Task objective
Repeat the lines that follow, leaving nothing out.
:::
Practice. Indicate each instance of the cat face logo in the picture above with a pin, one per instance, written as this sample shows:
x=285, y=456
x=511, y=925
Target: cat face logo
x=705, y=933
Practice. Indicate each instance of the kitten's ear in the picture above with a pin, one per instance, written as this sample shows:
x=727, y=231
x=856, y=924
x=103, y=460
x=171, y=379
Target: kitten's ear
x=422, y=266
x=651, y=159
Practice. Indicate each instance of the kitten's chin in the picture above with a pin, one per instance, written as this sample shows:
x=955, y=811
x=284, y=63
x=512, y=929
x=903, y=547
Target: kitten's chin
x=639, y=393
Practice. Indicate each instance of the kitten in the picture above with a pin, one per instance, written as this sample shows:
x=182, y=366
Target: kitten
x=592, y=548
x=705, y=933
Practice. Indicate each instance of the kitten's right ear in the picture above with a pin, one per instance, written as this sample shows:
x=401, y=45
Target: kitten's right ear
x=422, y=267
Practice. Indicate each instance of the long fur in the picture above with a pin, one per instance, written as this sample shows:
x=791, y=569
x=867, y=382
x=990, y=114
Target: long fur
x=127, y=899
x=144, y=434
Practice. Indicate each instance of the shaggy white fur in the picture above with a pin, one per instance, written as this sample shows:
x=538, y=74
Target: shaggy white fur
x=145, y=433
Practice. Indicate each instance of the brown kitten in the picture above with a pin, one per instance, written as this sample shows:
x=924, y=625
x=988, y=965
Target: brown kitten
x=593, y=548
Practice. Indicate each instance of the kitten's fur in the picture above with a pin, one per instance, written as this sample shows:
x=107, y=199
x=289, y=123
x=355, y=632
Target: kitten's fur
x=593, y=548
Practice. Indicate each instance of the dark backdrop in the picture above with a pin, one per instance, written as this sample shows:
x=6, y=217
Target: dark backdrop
:::
Exercise response
Practice. Indicate each instance of the cat face logo in the picture above with a pin, one per instance, written as this sample shows:
x=285, y=456
x=511, y=925
Target: cat face logo
x=705, y=933
Practice. Indicate each instance of the kitten's ear in the picture above with a pin, one per instance, written as this sample shows:
x=727, y=231
x=856, y=924
x=103, y=460
x=171, y=379
Target: kitten's ear
x=422, y=266
x=651, y=159
Practice. Indicate each instance of the kitten's chin in the picture above with a pin, one per instance, written as this sample shows:
x=955, y=811
x=284, y=63
x=512, y=929
x=903, y=547
Target: kitten's chin
x=639, y=393
Practice. Indicate each instance of the kitten in the picture above with a pin, one per instance, written as this sample shows:
x=182, y=366
Target: kitten
x=592, y=548
x=705, y=933
Practice. Indicate each instance of the kitten's right ear in the picture above with a pin, one per instance, written as this sample shows:
x=401, y=45
Target: kitten's right ear
x=422, y=267
Practice. Indicate each instance of the long fur in the picture above with a pin, one per instance, written as this sample shows:
x=791, y=569
x=867, y=382
x=990, y=114
Target: long fur
x=127, y=899
x=144, y=434
Practice. Indicate each instance of the shaggy white fur in the picture above with a pin, one per instance, written as this sample shows:
x=538, y=74
Target: shaggy white fur
x=145, y=433
Practice. Indicate each instance of the brown kitten in the picture above with a pin, one per instance, written as this sample shows:
x=924, y=625
x=988, y=965
Target: brown kitten
x=593, y=548
Practice. Indicate each instance of the kitten's fur in the picture above with a pin, one per instance, written as this sample shows:
x=107, y=199
x=289, y=123
x=355, y=632
Target: kitten's fur
x=593, y=548
Practice. Indicate each instance of the dark backdrop in the picture above with a pin, one per instance, written as this sample shows:
x=6, y=217
Target: dark backdrop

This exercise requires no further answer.